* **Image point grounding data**
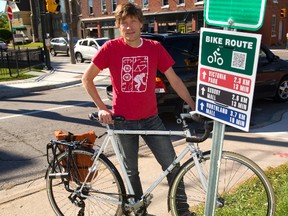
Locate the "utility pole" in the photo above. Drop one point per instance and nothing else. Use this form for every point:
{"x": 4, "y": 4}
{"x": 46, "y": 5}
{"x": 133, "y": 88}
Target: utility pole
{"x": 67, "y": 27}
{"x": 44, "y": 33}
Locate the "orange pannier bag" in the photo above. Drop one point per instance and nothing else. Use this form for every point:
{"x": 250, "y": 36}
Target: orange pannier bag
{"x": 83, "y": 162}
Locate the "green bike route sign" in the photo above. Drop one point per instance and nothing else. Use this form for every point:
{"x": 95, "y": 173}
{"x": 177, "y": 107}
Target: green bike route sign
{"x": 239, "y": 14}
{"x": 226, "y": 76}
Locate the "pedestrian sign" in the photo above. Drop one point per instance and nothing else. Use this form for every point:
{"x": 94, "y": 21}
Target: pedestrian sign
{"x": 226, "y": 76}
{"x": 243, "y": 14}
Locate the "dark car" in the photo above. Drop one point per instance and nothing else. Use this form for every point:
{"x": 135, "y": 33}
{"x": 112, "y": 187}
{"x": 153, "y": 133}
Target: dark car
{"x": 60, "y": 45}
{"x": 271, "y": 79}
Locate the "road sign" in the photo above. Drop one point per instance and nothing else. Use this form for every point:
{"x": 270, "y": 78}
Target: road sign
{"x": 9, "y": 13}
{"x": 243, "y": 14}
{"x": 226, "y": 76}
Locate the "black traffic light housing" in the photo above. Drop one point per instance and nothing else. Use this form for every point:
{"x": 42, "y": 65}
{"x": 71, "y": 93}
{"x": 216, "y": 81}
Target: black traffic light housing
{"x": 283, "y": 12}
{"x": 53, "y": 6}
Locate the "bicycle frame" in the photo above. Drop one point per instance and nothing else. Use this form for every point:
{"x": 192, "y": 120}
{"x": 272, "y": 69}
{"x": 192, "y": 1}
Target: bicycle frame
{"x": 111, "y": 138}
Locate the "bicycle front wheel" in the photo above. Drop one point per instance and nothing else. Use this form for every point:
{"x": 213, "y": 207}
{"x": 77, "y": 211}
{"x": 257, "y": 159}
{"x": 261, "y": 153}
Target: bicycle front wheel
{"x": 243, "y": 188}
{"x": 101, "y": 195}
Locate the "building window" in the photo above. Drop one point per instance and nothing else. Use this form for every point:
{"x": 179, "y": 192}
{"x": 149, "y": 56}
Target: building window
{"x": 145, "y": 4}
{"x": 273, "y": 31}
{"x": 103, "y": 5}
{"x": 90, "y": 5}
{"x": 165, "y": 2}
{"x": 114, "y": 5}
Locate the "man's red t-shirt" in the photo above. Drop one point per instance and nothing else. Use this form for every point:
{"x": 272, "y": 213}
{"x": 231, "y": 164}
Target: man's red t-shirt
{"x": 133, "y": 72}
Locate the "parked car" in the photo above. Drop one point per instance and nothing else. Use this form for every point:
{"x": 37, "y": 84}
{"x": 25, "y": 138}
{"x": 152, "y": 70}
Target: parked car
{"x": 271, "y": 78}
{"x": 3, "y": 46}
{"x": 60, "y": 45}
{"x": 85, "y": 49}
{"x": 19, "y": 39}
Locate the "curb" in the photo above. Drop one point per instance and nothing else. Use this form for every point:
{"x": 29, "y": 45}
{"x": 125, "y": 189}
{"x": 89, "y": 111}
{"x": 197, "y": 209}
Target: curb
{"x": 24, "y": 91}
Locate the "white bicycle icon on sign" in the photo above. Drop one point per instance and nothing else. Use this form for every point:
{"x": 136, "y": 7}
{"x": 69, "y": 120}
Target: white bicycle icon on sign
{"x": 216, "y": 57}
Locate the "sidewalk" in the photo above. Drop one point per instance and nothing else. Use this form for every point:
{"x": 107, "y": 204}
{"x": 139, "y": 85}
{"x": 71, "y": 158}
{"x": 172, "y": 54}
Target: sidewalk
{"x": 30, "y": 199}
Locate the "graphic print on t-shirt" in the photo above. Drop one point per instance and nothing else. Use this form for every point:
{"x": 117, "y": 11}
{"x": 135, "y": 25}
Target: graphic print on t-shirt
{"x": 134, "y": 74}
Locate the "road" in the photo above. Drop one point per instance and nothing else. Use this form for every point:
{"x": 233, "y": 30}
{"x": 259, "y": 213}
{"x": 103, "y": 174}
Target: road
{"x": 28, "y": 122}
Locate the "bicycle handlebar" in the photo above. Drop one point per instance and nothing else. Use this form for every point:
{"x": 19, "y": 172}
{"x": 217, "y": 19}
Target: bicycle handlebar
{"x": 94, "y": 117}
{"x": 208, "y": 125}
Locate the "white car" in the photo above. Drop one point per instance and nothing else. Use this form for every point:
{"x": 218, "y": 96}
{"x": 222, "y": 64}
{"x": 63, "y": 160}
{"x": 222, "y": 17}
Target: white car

* **WORK INSTRUCTIONS**
Wherever an image appears, omit it; copy the rest of the records exactly.

* **SOLUTION**
Locate the "utility pole" in the photo above. Drop one point per instance and nothing else. Use this form for every point:
{"x": 4, "y": 4}
{"x": 46, "y": 5}
{"x": 133, "y": 88}
Target: utility pole
{"x": 67, "y": 27}
{"x": 44, "y": 33}
Locate the "orange pannier bag" in the photo above. Drop one point per instance and nothing else. Use this form for every point:
{"x": 250, "y": 36}
Target: orange pannier bag
{"x": 83, "y": 162}
Locate the "green bike route sign" in the photo above. Drop one point per instance and nothing else. Use this form for every point:
{"x": 95, "y": 173}
{"x": 177, "y": 107}
Target: green bike route sign
{"x": 239, "y": 14}
{"x": 226, "y": 76}
Locate the "pedestrian sign" in the photo above. Drop one point per instance and nothing else. Use this form for every point:
{"x": 94, "y": 21}
Target: pedestrian sign
{"x": 226, "y": 76}
{"x": 243, "y": 14}
Locate the "dark car" in the photo above. Drop one point per instance and nothing else. Use this form for every point:
{"x": 135, "y": 33}
{"x": 112, "y": 187}
{"x": 153, "y": 133}
Target: dark car
{"x": 60, "y": 45}
{"x": 271, "y": 79}
Locate the "road sign" in the photo above. Drop one point per instance and nothing else. Use this form for every point:
{"x": 270, "y": 78}
Target: road sign
{"x": 9, "y": 13}
{"x": 243, "y": 14}
{"x": 226, "y": 76}
Locate the "black traffic light housing" in the photo above. Drop one point per instance and nothing else. Use this form for every point:
{"x": 42, "y": 65}
{"x": 71, "y": 93}
{"x": 216, "y": 81}
Target: black traffic light housing
{"x": 283, "y": 12}
{"x": 53, "y": 6}
Locate the "bicycle frame" in the photo above. Drop one point per instance and nothing else. Use this form for every point:
{"x": 192, "y": 120}
{"x": 272, "y": 69}
{"x": 192, "y": 1}
Target: bicycle frame
{"x": 111, "y": 138}
Locate the "bicycle front wheel" in the photo above. Drop one point per instance and nothing else. Use this form for every point:
{"x": 213, "y": 207}
{"x": 77, "y": 211}
{"x": 257, "y": 159}
{"x": 261, "y": 153}
Target: bicycle front wheel
{"x": 243, "y": 188}
{"x": 101, "y": 195}
Locate the "building window" in the photo above. Drop one point per instance and nothing else. Use this form for every point:
{"x": 179, "y": 192}
{"x": 149, "y": 56}
Target: building window
{"x": 145, "y": 4}
{"x": 273, "y": 31}
{"x": 103, "y": 5}
{"x": 90, "y": 5}
{"x": 165, "y": 2}
{"x": 114, "y": 5}
Locate the "man's red t-shirt" in the photo above. Drop one point per instance and nothing else. Use this form for every point:
{"x": 272, "y": 213}
{"x": 231, "y": 164}
Target: man's red t-shirt
{"x": 133, "y": 72}
Locate the "parked car" in the photo above. Drop one point per instance and nothing else. Use this form for every point:
{"x": 37, "y": 84}
{"x": 25, "y": 138}
{"x": 152, "y": 70}
Target: parked car
{"x": 271, "y": 78}
{"x": 3, "y": 46}
{"x": 60, "y": 45}
{"x": 85, "y": 49}
{"x": 19, "y": 39}
Locate the "curb" in the photo above. Drop one point per instance and nothing else. Use this form for every point:
{"x": 29, "y": 45}
{"x": 125, "y": 189}
{"x": 89, "y": 111}
{"x": 197, "y": 209}
Target: curb
{"x": 24, "y": 91}
Locate the "white bicycle icon on sign" in the photo above. Drop one point per instance and nothing else. Use this form for every point:
{"x": 136, "y": 7}
{"x": 69, "y": 120}
Target: white bicycle icon on sign
{"x": 216, "y": 57}
Locate the "sidewalk" in the photo above. Drop one point per instance and nothing else. Use this form for every point:
{"x": 107, "y": 204}
{"x": 139, "y": 85}
{"x": 71, "y": 158}
{"x": 172, "y": 54}
Target: sidewalk
{"x": 30, "y": 199}
Locate the "graphic print on t-shirt" in the photo above. Drop one point per instance and nothing else. Use this form for every point:
{"x": 117, "y": 11}
{"x": 135, "y": 25}
Target: graphic print on t-shirt
{"x": 134, "y": 74}
Locate the "road" in the photo above. Drop one point per instance and nothing else. Use this form for every point:
{"x": 233, "y": 30}
{"x": 259, "y": 213}
{"x": 103, "y": 174}
Target: road
{"x": 28, "y": 122}
Locate the "bicycle handlebar" in the photo above. Drop one point per instance and nothing else. Use this form for every point:
{"x": 19, "y": 172}
{"x": 217, "y": 19}
Target: bicycle handlebar
{"x": 94, "y": 117}
{"x": 208, "y": 125}
Locate the "white car" in the photo above. Drop one point per instance and nothing else. Use this form for every point:
{"x": 218, "y": 96}
{"x": 222, "y": 64}
{"x": 63, "y": 160}
{"x": 222, "y": 17}
Target: white car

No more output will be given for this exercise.